** Start Selected excerpt **

Re: wierd connection attempt

2002-03-16 Thread Will Wesley, CCNA
Josh Frick wrote:
 
 Yes,  I most definitely was confused.  Thank you for the clarification.
 I'm not familiar with the RFCs.  My question,  however,  remains:
 aren't network addresses in that range supposed to be prevented from
 crossing (i.e. being routed) the internet?  If they are,  then it's
 possible this traffic is local,  is it not?  I believe my DSL ISP
 assigns a private  class IP address before connection.  Would this
 then indicate that the connection attempt was made by another customer
 of the person's ISP?
 
Exactly. Perhaps this person's ISP is not the filtering the bogus
messages from reaching it's other customers, or perhaps the messages are
passing through outside routers that are not complying with the RFC, and
allowing them to travel so far. It's most likely that it is coming from
another subscriber to the ISP's network.

** End Selected excerpt **

• **Exercises**
1. Summarize the connection-attempt thread in two sentences.
2. In the connection-attempt thread, update the part that opens with the words containing "Re: wierd connection" and closes with "for the clarification.", replacing "clarification" with "explanation".
The data after this point has nothing to do with the connection-attempt thread.

** Start Data excerpts **

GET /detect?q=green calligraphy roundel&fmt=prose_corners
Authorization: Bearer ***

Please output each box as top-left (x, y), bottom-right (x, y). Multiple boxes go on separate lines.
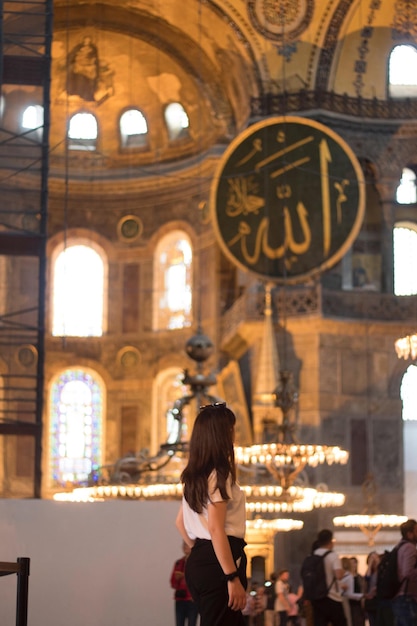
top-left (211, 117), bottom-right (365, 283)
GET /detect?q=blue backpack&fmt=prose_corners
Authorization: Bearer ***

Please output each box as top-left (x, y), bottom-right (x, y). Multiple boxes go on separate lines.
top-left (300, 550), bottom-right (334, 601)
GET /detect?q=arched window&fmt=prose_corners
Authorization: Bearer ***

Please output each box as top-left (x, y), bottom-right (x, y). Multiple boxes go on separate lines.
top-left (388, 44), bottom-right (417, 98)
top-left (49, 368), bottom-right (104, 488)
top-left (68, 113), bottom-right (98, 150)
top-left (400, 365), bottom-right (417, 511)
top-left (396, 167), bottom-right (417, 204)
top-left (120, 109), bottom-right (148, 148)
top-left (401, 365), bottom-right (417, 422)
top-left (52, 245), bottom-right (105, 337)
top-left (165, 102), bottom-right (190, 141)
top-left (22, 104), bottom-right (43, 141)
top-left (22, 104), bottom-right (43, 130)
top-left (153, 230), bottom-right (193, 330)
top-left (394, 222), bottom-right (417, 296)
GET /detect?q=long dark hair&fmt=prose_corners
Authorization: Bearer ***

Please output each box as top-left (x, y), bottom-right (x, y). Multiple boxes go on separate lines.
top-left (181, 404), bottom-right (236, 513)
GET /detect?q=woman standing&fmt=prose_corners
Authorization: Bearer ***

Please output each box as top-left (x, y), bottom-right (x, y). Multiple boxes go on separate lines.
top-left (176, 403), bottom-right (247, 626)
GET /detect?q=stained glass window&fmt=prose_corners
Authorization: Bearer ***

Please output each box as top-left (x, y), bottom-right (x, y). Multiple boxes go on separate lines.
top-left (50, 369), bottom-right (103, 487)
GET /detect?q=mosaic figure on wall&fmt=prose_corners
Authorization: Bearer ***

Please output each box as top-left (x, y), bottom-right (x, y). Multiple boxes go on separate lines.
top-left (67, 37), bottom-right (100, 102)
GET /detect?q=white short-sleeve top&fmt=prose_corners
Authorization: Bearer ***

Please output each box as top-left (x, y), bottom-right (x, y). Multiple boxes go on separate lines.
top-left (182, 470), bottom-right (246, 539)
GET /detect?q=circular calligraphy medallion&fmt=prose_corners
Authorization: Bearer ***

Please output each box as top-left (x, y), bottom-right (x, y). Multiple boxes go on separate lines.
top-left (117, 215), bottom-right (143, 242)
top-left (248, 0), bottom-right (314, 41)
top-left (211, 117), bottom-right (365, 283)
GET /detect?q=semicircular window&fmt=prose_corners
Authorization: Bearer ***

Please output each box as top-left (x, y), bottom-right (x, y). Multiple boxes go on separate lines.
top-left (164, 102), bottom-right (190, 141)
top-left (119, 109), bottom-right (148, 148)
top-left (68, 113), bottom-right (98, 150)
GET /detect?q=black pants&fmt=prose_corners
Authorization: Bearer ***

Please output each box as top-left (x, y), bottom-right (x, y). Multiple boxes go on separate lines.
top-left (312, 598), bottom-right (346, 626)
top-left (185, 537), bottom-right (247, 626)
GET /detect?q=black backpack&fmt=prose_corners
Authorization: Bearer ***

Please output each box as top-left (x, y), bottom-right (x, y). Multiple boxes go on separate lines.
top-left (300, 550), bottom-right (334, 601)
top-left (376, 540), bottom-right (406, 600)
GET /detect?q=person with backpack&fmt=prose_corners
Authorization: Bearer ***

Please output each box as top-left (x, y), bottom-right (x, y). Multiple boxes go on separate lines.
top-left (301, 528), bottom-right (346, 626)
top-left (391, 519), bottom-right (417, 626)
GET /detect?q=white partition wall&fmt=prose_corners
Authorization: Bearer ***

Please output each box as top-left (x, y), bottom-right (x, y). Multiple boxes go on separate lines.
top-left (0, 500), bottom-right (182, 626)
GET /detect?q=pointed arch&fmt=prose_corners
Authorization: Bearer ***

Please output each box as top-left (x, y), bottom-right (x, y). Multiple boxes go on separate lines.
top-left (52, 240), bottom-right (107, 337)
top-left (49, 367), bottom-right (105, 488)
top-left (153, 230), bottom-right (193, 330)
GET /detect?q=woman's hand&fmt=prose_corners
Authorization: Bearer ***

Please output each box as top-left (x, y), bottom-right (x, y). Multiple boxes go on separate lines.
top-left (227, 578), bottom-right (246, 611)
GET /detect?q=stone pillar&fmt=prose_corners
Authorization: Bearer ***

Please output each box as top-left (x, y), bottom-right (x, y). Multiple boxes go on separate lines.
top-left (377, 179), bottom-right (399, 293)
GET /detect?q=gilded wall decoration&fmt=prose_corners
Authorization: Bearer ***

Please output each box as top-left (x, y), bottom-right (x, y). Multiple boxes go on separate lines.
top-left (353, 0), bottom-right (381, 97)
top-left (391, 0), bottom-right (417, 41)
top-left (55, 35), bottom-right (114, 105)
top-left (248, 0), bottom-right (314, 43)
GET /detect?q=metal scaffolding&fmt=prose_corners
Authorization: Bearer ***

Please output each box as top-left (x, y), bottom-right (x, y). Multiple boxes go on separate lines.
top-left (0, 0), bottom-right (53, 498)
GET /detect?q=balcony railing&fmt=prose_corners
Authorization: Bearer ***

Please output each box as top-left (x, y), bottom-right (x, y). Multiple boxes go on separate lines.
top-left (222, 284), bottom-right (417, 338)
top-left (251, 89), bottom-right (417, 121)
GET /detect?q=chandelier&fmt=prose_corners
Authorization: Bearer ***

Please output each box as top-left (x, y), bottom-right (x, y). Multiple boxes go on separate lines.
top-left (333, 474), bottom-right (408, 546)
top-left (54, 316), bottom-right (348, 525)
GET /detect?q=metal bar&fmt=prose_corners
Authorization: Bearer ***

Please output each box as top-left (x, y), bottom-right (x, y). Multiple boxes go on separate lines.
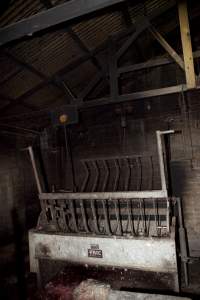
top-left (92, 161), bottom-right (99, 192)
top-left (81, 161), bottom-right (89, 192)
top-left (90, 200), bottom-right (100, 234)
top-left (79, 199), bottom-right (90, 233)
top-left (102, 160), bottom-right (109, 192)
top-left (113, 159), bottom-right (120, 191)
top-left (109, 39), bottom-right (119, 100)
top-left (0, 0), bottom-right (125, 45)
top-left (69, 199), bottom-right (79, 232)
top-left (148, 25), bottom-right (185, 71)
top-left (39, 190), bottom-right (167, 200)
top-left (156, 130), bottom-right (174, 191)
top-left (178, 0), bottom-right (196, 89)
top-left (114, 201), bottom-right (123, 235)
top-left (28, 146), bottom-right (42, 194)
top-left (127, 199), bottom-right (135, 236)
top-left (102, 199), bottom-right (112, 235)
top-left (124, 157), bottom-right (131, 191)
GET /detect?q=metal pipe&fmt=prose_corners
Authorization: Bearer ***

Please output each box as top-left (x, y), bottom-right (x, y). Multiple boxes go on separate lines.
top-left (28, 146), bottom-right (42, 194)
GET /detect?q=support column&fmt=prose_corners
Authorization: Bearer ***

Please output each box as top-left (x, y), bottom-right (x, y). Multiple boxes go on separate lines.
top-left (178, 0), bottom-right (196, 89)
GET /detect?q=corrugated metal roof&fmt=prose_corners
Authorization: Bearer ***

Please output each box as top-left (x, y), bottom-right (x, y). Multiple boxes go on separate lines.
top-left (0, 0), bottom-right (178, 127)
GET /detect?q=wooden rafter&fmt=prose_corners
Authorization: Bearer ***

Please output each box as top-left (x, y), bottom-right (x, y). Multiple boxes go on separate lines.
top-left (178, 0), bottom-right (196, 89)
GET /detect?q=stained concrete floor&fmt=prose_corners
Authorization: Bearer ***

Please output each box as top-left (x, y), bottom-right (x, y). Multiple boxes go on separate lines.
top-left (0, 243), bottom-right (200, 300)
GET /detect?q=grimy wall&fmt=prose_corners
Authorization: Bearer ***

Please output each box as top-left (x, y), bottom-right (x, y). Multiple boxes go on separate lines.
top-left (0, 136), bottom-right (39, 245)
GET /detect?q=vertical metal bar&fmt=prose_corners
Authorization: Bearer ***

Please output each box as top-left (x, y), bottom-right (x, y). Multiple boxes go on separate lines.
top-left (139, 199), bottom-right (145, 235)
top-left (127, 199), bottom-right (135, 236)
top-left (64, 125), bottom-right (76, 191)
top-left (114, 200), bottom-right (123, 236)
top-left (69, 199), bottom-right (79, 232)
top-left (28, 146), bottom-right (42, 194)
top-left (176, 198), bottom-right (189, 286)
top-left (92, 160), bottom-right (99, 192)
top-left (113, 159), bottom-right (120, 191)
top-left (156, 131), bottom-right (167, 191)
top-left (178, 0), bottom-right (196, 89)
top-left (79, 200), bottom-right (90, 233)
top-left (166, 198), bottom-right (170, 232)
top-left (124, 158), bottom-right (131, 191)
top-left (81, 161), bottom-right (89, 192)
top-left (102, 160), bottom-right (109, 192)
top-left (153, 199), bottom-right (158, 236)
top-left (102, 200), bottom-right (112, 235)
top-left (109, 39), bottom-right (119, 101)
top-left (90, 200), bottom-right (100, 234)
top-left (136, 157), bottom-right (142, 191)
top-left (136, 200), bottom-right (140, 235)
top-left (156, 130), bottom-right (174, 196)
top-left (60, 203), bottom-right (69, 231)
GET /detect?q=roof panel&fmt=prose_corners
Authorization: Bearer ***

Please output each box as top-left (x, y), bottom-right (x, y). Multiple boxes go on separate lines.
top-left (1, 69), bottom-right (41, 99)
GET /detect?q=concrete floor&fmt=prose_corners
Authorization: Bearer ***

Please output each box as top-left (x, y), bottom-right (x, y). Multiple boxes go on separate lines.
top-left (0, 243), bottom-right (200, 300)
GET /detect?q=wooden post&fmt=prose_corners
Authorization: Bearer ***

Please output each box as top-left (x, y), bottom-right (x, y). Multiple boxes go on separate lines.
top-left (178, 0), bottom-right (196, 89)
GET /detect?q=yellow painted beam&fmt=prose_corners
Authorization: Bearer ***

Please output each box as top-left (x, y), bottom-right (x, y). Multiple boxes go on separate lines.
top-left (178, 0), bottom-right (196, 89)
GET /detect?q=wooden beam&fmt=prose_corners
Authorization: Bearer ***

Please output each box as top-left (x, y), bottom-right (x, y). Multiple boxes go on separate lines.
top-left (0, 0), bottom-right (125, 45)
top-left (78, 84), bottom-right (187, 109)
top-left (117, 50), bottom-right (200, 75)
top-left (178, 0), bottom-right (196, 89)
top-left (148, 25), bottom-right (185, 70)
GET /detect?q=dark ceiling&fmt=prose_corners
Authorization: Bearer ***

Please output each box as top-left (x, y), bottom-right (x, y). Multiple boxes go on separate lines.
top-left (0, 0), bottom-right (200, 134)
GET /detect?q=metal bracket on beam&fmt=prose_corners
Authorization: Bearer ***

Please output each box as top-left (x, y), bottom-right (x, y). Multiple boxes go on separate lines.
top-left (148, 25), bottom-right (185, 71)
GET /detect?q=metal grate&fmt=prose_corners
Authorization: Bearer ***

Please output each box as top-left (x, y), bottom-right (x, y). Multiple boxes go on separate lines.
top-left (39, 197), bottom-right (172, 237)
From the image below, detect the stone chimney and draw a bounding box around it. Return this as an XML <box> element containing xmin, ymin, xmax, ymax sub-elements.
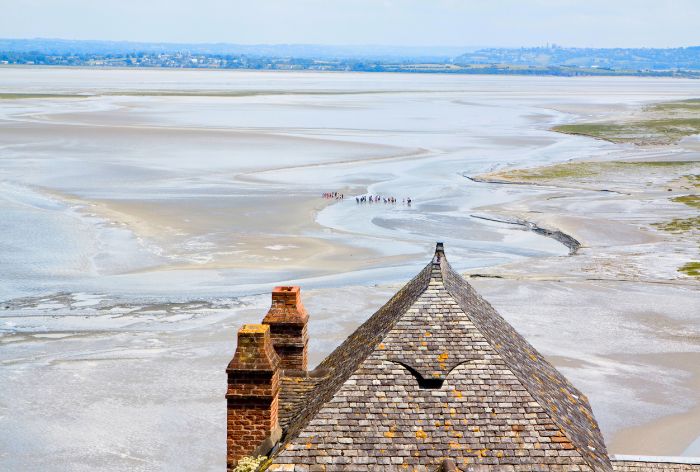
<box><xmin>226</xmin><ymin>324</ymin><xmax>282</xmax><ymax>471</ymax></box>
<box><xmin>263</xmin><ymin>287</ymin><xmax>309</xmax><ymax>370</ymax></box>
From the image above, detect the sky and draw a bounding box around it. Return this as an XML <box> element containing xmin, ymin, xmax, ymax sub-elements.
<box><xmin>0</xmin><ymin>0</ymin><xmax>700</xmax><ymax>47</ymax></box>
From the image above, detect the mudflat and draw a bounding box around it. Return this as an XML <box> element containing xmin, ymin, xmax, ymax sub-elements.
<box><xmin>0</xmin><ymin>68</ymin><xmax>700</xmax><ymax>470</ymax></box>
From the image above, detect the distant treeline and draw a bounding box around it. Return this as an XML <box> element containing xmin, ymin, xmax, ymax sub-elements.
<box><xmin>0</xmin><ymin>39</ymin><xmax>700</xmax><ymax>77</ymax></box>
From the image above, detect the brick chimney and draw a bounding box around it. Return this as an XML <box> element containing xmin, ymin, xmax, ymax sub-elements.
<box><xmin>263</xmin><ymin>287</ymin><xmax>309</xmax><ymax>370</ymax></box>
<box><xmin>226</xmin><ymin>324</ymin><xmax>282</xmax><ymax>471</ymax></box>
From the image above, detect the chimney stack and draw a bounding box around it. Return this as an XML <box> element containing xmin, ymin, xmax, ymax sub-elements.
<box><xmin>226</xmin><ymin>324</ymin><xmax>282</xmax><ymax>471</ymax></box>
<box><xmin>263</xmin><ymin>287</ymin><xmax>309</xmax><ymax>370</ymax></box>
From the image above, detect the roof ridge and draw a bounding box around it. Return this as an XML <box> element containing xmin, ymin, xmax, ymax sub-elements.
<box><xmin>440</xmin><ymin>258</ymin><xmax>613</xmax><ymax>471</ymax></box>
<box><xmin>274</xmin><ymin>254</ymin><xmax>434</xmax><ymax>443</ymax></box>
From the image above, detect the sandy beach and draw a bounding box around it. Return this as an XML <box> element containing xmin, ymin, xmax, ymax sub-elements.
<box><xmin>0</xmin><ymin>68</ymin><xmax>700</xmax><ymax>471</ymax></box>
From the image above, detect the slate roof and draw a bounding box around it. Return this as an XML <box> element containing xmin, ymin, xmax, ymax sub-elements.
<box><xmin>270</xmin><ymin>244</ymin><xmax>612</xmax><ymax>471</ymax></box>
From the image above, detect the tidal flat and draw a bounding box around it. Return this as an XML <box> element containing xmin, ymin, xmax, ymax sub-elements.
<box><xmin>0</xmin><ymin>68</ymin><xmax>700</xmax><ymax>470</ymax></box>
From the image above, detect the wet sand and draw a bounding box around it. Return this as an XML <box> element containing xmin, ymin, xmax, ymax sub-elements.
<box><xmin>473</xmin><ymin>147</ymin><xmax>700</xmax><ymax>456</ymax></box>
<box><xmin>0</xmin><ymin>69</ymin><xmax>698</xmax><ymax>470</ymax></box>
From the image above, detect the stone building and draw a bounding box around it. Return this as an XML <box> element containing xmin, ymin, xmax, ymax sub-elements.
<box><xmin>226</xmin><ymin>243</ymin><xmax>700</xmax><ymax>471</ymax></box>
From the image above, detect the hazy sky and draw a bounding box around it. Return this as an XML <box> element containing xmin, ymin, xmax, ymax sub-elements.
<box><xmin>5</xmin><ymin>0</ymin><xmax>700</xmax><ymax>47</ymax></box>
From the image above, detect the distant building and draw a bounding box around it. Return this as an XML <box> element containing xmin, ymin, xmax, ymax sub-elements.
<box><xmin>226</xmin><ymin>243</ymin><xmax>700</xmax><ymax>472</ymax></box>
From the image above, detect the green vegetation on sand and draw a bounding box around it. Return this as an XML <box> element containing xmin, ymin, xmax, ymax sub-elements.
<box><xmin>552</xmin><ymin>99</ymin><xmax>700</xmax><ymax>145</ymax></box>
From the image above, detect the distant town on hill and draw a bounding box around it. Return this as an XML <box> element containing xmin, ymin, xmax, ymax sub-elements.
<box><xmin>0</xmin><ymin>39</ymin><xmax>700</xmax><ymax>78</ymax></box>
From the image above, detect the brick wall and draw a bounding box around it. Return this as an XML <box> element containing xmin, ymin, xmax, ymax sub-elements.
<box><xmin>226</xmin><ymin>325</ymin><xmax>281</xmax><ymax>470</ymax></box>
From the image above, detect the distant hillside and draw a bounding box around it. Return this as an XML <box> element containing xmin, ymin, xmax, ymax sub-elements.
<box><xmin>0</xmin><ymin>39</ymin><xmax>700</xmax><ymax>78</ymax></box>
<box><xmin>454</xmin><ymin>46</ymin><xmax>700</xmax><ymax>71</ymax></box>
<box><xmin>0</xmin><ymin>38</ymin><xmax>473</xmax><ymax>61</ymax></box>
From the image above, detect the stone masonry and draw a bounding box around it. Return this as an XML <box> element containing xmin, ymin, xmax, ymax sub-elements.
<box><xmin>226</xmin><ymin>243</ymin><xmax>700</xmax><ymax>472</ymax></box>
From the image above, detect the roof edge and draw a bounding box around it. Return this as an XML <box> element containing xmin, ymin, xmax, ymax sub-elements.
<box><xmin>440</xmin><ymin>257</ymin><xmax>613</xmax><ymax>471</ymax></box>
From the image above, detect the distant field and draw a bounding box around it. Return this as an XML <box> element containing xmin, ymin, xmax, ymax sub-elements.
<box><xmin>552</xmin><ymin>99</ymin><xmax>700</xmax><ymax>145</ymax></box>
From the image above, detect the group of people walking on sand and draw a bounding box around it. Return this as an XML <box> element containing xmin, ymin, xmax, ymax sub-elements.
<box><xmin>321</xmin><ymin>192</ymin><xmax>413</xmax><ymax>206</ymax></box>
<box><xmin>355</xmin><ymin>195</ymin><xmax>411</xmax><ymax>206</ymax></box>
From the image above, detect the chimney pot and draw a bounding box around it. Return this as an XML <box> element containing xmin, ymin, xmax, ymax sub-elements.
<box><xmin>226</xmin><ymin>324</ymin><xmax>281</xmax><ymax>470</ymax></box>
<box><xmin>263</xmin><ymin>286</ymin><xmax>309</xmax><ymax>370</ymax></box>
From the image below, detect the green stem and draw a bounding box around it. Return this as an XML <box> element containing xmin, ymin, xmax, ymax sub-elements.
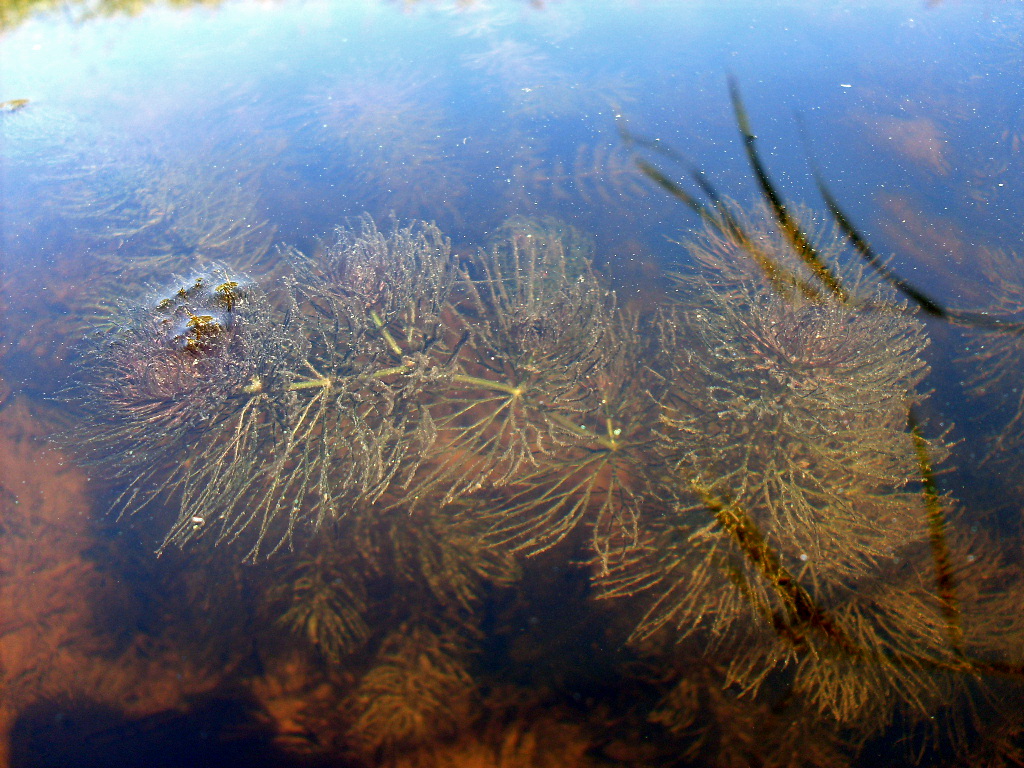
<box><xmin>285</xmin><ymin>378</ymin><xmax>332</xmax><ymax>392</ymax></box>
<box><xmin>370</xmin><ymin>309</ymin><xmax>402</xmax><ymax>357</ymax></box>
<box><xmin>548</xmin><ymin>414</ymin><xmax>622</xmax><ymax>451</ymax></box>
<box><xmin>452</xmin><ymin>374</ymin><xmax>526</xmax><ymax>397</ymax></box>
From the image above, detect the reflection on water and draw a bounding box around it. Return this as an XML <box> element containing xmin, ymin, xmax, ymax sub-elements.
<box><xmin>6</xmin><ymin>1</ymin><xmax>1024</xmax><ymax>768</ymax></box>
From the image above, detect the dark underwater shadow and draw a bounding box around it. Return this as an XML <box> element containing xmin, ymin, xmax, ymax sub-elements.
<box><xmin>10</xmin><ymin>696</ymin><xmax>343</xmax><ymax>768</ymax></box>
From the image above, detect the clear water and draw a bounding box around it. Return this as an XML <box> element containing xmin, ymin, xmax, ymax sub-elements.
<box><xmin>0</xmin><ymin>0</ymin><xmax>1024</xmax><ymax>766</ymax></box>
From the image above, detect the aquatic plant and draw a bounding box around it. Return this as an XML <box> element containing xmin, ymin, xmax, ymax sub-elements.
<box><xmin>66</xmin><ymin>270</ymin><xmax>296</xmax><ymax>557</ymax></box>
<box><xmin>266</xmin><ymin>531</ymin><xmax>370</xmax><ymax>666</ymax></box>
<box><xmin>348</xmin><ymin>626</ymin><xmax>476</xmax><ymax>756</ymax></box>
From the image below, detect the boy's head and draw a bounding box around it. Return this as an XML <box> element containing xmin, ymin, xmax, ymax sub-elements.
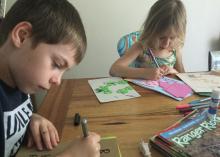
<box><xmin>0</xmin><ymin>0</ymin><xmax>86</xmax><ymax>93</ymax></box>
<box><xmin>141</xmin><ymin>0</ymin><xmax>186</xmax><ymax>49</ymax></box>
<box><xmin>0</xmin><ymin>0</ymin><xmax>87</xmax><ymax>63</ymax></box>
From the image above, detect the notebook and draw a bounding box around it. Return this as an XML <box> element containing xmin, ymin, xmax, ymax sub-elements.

** End Data excerpts **

• **Solutions to the problems**
1. Josh Frick asks whether network addresses in that range are supposed to be kept from being routed across the internet, and whether, since his DSL ISP assigns a private class IP address before connection, the attempt was made by another customer of the ISP. Will Wesley agrees, suggesting the ISP may not be filtering the bogus messages or outside routers may not be complying with the RFC, and says the traffic most likely comes from another subscriber to the ISP's network.

2.
Re: wierd connection attempt

2002-03-16 Thread Will Wesley, CCNA
Josh Frick wrote:
 
 Yes,  I most definitely was confused.  Thank you for the explanation.